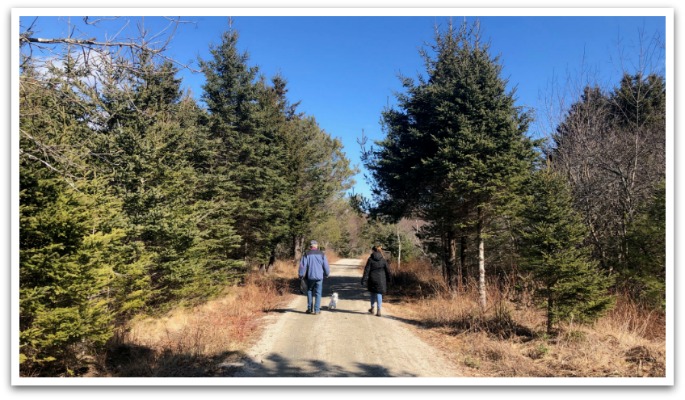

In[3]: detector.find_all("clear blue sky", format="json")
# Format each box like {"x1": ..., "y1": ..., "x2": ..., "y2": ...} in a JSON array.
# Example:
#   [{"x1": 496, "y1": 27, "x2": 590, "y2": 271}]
[{"x1": 19, "y1": 13, "x2": 666, "y2": 199}]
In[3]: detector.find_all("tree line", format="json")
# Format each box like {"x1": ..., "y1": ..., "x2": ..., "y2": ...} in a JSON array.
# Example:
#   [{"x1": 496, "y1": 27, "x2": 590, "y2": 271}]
[
  {"x1": 361, "y1": 20, "x2": 665, "y2": 333},
  {"x1": 19, "y1": 18, "x2": 355, "y2": 375}
]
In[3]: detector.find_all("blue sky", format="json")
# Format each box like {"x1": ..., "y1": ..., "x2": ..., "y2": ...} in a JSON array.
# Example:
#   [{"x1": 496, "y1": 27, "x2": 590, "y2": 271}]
[{"x1": 18, "y1": 13, "x2": 666, "y2": 199}]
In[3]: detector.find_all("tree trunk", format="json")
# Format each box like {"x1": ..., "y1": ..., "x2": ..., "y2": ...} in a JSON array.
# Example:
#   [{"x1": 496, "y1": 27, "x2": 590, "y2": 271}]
[
  {"x1": 396, "y1": 224, "x2": 401, "y2": 271},
  {"x1": 441, "y1": 233, "x2": 449, "y2": 283},
  {"x1": 449, "y1": 234, "x2": 458, "y2": 290},
  {"x1": 293, "y1": 235, "x2": 303, "y2": 265},
  {"x1": 477, "y1": 209, "x2": 486, "y2": 311},
  {"x1": 547, "y1": 287, "x2": 554, "y2": 335},
  {"x1": 443, "y1": 230, "x2": 458, "y2": 290},
  {"x1": 458, "y1": 235, "x2": 466, "y2": 292},
  {"x1": 266, "y1": 249, "x2": 276, "y2": 273}
]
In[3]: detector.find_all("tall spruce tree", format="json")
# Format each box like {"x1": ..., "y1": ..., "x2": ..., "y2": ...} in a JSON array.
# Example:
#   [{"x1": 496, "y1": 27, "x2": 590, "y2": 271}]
[
  {"x1": 364, "y1": 20, "x2": 537, "y2": 308},
  {"x1": 200, "y1": 26, "x2": 292, "y2": 265},
  {"x1": 200, "y1": 28, "x2": 355, "y2": 264},
  {"x1": 518, "y1": 169, "x2": 614, "y2": 334}
]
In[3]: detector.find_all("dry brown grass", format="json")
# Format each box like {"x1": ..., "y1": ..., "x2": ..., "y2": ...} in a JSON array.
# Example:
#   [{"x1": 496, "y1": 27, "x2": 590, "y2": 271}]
[
  {"x1": 100, "y1": 260, "x2": 299, "y2": 377},
  {"x1": 386, "y1": 260, "x2": 666, "y2": 378}
]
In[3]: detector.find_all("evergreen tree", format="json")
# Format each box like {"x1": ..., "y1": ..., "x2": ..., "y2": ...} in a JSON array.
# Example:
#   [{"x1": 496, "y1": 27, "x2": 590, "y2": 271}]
[
  {"x1": 624, "y1": 180, "x2": 666, "y2": 309},
  {"x1": 518, "y1": 169, "x2": 614, "y2": 334},
  {"x1": 200, "y1": 27, "x2": 291, "y2": 265},
  {"x1": 19, "y1": 57, "x2": 150, "y2": 374},
  {"x1": 201, "y1": 29, "x2": 355, "y2": 264},
  {"x1": 283, "y1": 115, "x2": 356, "y2": 260},
  {"x1": 364, "y1": 20, "x2": 537, "y2": 307},
  {"x1": 98, "y1": 50, "x2": 245, "y2": 305}
]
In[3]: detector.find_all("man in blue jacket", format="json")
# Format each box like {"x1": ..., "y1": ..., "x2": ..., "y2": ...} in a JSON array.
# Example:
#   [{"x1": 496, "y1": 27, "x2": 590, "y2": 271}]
[{"x1": 298, "y1": 240, "x2": 331, "y2": 314}]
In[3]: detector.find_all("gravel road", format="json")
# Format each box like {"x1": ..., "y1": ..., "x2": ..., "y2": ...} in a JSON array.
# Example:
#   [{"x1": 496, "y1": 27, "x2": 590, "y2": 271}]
[{"x1": 232, "y1": 258, "x2": 460, "y2": 378}]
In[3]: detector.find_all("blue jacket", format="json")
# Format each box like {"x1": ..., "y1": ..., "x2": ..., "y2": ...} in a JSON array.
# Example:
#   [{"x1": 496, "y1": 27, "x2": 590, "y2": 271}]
[{"x1": 298, "y1": 249, "x2": 330, "y2": 281}]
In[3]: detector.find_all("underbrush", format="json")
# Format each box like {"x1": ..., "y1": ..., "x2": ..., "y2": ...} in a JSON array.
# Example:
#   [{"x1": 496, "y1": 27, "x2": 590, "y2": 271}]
[
  {"x1": 386, "y1": 260, "x2": 666, "y2": 378},
  {"x1": 97, "y1": 260, "x2": 299, "y2": 377}
]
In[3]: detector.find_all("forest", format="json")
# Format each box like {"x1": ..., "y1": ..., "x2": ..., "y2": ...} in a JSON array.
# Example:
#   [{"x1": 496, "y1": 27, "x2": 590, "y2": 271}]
[{"x1": 17, "y1": 17, "x2": 666, "y2": 377}]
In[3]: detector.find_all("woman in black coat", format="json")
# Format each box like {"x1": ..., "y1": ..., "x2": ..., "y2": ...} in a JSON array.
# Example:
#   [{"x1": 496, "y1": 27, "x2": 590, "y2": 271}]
[{"x1": 361, "y1": 245, "x2": 391, "y2": 317}]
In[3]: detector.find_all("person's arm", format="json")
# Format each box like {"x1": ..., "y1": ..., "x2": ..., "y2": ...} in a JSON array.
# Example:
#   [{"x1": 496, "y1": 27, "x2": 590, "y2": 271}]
[
  {"x1": 361, "y1": 258, "x2": 371, "y2": 286},
  {"x1": 298, "y1": 255, "x2": 307, "y2": 279},
  {"x1": 323, "y1": 255, "x2": 330, "y2": 278}
]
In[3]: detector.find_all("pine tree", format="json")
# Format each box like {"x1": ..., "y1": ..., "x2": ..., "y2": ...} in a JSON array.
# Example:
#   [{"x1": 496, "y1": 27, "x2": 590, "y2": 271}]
[
  {"x1": 365, "y1": 20, "x2": 537, "y2": 307},
  {"x1": 200, "y1": 29, "x2": 355, "y2": 264},
  {"x1": 19, "y1": 57, "x2": 148, "y2": 374},
  {"x1": 96, "y1": 49, "x2": 246, "y2": 306},
  {"x1": 518, "y1": 169, "x2": 614, "y2": 334},
  {"x1": 625, "y1": 179, "x2": 666, "y2": 309},
  {"x1": 283, "y1": 114, "x2": 355, "y2": 260},
  {"x1": 200, "y1": 27, "x2": 291, "y2": 265}
]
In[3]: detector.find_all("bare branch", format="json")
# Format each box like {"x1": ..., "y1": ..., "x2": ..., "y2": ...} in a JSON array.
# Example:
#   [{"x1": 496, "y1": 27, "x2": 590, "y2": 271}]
[
  {"x1": 20, "y1": 36, "x2": 165, "y2": 53},
  {"x1": 83, "y1": 16, "x2": 121, "y2": 26}
]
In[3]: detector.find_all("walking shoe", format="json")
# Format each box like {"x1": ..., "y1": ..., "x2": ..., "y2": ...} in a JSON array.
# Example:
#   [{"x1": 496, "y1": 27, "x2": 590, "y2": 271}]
[
  {"x1": 376, "y1": 310, "x2": 382, "y2": 317},
  {"x1": 306, "y1": 309, "x2": 312, "y2": 314},
  {"x1": 368, "y1": 307, "x2": 374, "y2": 314},
  {"x1": 315, "y1": 310, "x2": 321, "y2": 315}
]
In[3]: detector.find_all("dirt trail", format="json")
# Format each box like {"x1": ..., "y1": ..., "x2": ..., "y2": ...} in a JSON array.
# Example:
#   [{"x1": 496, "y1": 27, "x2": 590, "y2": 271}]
[{"x1": 232, "y1": 258, "x2": 460, "y2": 377}]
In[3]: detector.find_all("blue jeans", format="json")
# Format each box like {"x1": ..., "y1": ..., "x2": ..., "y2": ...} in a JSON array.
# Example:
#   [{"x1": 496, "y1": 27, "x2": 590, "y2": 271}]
[
  {"x1": 307, "y1": 279, "x2": 323, "y2": 312},
  {"x1": 370, "y1": 292, "x2": 382, "y2": 311}
]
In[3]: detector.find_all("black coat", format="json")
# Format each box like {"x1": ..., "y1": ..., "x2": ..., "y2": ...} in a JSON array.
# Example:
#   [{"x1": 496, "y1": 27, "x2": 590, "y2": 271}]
[{"x1": 361, "y1": 251, "x2": 391, "y2": 294}]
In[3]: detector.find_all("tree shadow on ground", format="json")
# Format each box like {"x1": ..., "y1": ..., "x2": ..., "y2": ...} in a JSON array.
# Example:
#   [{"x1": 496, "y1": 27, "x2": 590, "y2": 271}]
[
  {"x1": 102, "y1": 342, "x2": 415, "y2": 377},
  {"x1": 387, "y1": 269, "x2": 447, "y2": 301},
  {"x1": 385, "y1": 310, "x2": 536, "y2": 342},
  {"x1": 104, "y1": 342, "x2": 250, "y2": 377},
  {"x1": 323, "y1": 274, "x2": 370, "y2": 301},
  {"x1": 285, "y1": 274, "x2": 370, "y2": 301},
  {"x1": 233, "y1": 352, "x2": 416, "y2": 377}
]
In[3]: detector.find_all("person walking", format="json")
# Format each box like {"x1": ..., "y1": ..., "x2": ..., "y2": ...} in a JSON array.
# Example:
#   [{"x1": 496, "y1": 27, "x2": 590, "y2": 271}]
[
  {"x1": 361, "y1": 245, "x2": 391, "y2": 317},
  {"x1": 298, "y1": 240, "x2": 331, "y2": 315}
]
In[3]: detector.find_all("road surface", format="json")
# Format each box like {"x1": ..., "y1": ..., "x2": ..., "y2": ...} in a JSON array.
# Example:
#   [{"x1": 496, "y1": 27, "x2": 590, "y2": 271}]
[{"x1": 231, "y1": 258, "x2": 460, "y2": 377}]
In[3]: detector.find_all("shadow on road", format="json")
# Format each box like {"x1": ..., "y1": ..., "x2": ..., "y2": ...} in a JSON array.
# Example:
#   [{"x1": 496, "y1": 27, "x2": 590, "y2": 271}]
[
  {"x1": 234, "y1": 352, "x2": 417, "y2": 378},
  {"x1": 105, "y1": 342, "x2": 415, "y2": 377},
  {"x1": 104, "y1": 340, "x2": 419, "y2": 377},
  {"x1": 323, "y1": 274, "x2": 368, "y2": 302}
]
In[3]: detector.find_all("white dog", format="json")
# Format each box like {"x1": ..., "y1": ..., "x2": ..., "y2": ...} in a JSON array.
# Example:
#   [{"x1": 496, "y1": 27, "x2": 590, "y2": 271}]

Activity
Copy each line containing the word "tree" from the data.

Completed exercise
In[3]: detector.find_all("tree line", format="json")
In[3]: detector.find_all("tree trunk", format="json")
In[3]: detector.find_all("tall spruce tree", format="json")
In[3]: detector.find_all("evergreen tree", format="json")
In[3]: detector.find_all("pine tree", format="json")
In[3]: detector.find_all("tree shadow on ground", format="json")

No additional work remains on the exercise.